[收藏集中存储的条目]
○ ○ ○ ○ ○ ○ ○

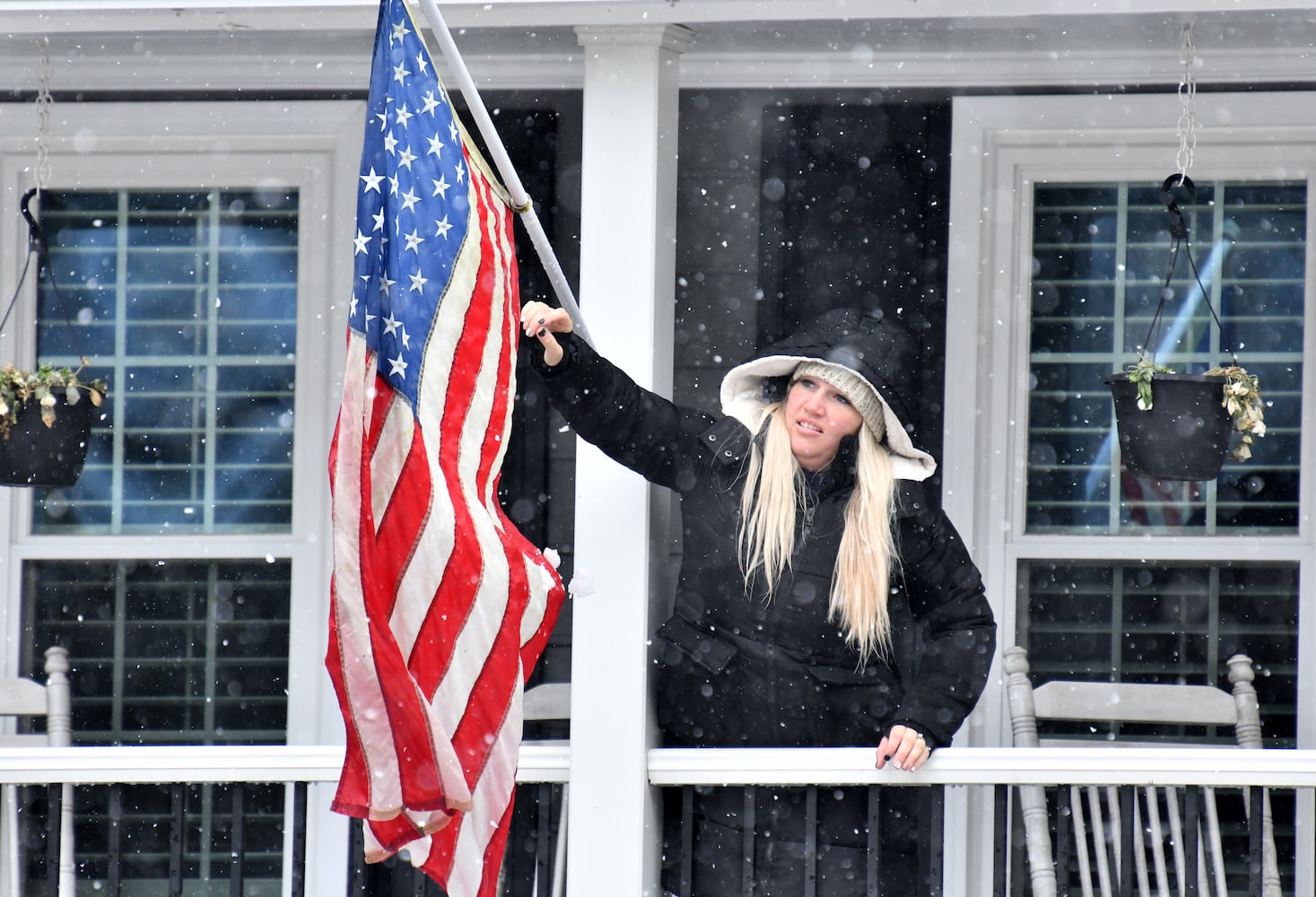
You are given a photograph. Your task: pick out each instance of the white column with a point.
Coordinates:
(628, 197)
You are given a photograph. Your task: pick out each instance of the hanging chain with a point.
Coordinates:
(1187, 127)
(44, 103)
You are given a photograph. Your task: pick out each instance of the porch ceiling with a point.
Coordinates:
(301, 45)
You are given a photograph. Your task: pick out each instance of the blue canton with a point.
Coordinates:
(414, 205)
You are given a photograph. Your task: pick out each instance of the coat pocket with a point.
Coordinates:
(684, 640)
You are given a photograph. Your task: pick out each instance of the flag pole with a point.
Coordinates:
(520, 199)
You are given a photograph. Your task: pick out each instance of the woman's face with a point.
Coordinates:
(819, 416)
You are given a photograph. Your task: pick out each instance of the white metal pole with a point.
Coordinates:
(520, 200)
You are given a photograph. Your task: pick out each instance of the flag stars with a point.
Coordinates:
(397, 367)
(371, 180)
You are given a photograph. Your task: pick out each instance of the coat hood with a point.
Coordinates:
(878, 350)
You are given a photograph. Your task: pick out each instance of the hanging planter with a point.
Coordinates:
(1182, 426)
(45, 425)
(1182, 436)
(45, 414)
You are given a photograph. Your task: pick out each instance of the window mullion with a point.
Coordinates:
(1120, 325)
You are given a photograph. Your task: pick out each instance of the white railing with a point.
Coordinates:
(1223, 767)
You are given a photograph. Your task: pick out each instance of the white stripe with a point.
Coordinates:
(434, 544)
(361, 677)
(491, 795)
(478, 635)
(386, 465)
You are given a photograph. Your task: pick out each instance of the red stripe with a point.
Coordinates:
(493, 690)
(458, 587)
(353, 793)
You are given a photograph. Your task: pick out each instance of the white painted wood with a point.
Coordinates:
(24, 697)
(1222, 767)
(980, 766)
(1088, 701)
(622, 529)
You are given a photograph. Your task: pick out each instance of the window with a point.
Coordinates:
(187, 570)
(1101, 257)
(1053, 287)
(186, 304)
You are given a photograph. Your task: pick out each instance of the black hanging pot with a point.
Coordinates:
(1185, 436)
(39, 456)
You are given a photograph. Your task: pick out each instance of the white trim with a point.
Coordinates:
(628, 219)
(671, 767)
(985, 766)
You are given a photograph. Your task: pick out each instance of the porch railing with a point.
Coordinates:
(989, 772)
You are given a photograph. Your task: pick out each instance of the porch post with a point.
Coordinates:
(628, 197)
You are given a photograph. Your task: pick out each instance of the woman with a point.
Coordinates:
(822, 601)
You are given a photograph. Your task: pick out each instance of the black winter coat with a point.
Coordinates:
(740, 670)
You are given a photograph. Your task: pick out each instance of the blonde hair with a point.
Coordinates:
(861, 580)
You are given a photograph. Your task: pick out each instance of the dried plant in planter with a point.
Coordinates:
(49, 387)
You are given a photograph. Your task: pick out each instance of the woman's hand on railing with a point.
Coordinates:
(904, 747)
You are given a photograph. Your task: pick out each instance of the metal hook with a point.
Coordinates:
(36, 236)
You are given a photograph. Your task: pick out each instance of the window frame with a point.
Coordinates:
(1002, 147)
(309, 146)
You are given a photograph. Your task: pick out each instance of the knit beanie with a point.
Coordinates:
(850, 386)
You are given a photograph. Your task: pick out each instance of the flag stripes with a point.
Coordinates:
(439, 605)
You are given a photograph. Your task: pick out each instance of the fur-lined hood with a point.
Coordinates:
(876, 349)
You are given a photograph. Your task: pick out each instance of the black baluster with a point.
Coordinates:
(299, 840)
(357, 858)
(1127, 840)
(687, 838)
(236, 818)
(874, 869)
(811, 840)
(175, 842)
(1000, 843)
(1064, 840)
(747, 845)
(930, 852)
(1192, 845)
(116, 840)
(543, 840)
(56, 803)
(1256, 840)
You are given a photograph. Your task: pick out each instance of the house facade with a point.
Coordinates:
(710, 175)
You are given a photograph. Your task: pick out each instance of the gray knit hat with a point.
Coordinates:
(850, 386)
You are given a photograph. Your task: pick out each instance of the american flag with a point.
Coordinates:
(440, 606)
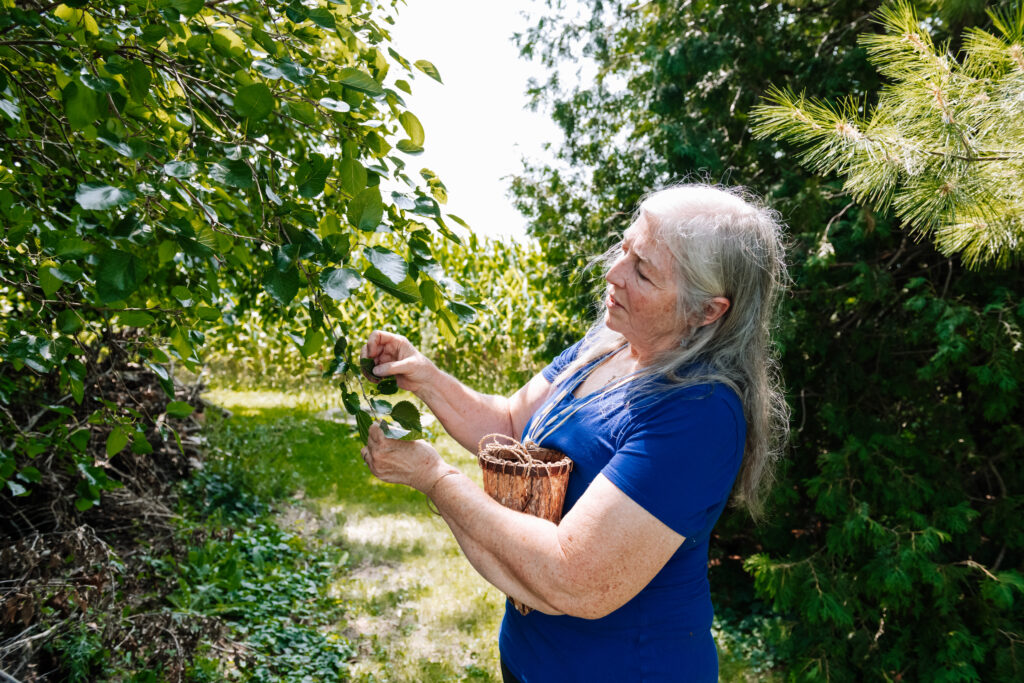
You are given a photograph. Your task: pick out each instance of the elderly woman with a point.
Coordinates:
(669, 398)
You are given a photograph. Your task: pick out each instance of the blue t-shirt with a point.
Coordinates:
(677, 455)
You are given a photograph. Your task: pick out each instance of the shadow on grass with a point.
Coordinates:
(416, 609)
(286, 447)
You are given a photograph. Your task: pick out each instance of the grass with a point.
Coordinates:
(416, 610)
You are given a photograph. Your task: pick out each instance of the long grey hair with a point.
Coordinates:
(725, 244)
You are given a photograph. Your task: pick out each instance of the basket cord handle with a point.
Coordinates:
(520, 450)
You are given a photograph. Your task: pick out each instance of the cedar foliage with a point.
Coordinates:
(895, 546)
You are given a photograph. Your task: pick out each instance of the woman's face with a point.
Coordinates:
(641, 295)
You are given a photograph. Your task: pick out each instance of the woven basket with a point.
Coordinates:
(526, 478)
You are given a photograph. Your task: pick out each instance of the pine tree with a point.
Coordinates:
(944, 145)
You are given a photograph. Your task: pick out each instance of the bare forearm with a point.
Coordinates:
(488, 566)
(465, 414)
(519, 554)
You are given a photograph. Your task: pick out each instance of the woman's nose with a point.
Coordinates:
(613, 276)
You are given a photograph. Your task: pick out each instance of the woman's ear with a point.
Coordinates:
(714, 309)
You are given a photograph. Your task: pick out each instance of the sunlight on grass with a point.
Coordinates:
(416, 609)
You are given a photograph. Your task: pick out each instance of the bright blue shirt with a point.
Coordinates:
(676, 454)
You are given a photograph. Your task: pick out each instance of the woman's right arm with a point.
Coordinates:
(465, 414)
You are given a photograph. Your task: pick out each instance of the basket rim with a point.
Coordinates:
(534, 469)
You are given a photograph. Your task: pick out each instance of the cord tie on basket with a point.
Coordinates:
(520, 451)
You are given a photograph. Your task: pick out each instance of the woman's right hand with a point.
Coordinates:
(393, 355)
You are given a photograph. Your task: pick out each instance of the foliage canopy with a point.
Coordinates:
(168, 166)
(896, 547)
(944, 144)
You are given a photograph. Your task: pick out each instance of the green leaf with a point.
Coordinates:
(48, 281)
(413, 127)
(117, 275)
(352, 176)
(312, 342)
(363, 422)
(179, 409)
(75, 248)
(295, 73)
(323, 17)
(428, 69)
(117, 440)
(265, 40)
(388, 263)
(409, 147)
(367, 209)
(95, 197)
(340, 283)
(464, 312)
(180, 169)
(187, 7)
(69, 322)
(127, 150)
(367, 368)
(10, 109)
(30, 474)
(407, 415)
(139, 78)
(335, 104)
(229, 44)
(282, 286)
(182, 294)
(404, 291)
(154, 33)
(98, 83)
(232, 173)
(80, 105)
(311, 175)
(135, 318)
(254, 101)
(358, 80)
(207, 313)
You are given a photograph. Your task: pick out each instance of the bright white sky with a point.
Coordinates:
(477, 127)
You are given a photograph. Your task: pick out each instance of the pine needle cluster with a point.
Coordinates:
(944, 144)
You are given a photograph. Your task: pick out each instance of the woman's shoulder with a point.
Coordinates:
(711, 400)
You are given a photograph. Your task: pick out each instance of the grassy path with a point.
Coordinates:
(417, 610)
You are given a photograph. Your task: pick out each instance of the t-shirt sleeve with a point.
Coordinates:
(679, 460)
(561, 361)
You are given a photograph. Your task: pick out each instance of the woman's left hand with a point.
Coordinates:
(415, 464)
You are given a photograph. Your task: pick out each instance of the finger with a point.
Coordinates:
(376, 433)
(395, 368)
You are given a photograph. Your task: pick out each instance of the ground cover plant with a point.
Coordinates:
(414, 607)
(895, 550)
(165, 168)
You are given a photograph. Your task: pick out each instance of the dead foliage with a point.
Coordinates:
(67, 572)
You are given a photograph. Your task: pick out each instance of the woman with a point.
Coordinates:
(670, 396)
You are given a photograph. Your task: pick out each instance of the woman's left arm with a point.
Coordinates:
(602, 553)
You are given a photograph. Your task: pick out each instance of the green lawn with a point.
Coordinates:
(416, 609)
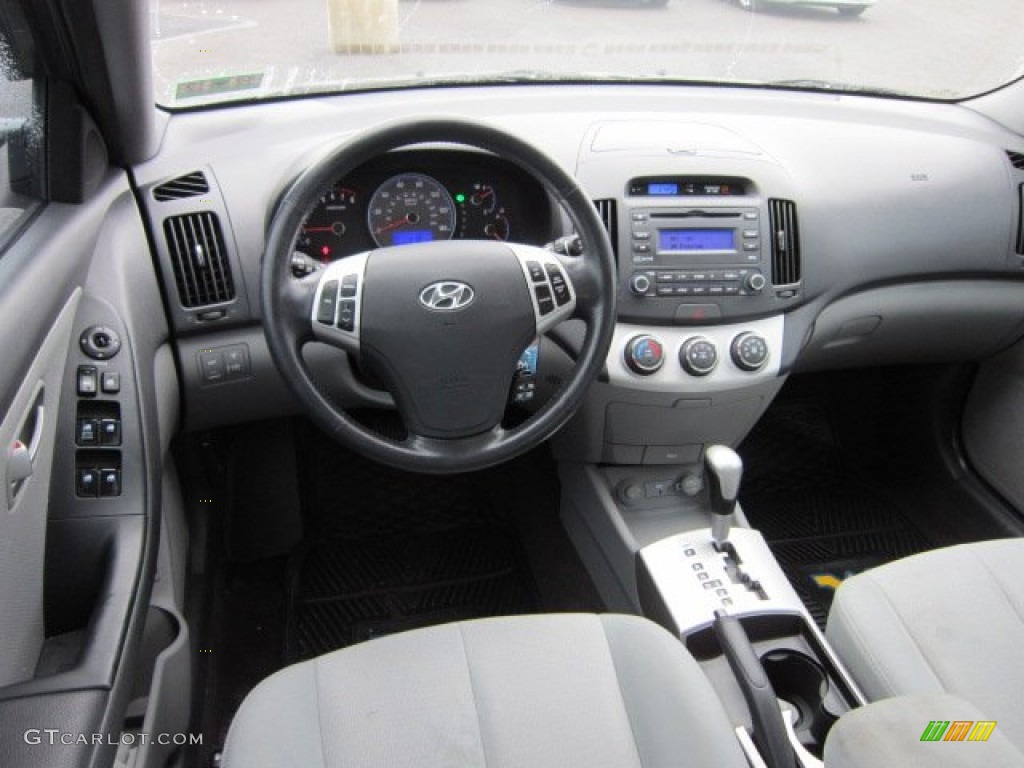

○ ○ ○ ○ ○ ○ ○

_必做任务_. 从上面的记录中摘出所有含有“metal”一词的行，逐行照原样抄写。

_最终结果_.
You are given a photograph. Your task: pick out each instance of the white metal pole with a point.
You are given a photograph. Your task: pick out each instance of the metal hook with a point.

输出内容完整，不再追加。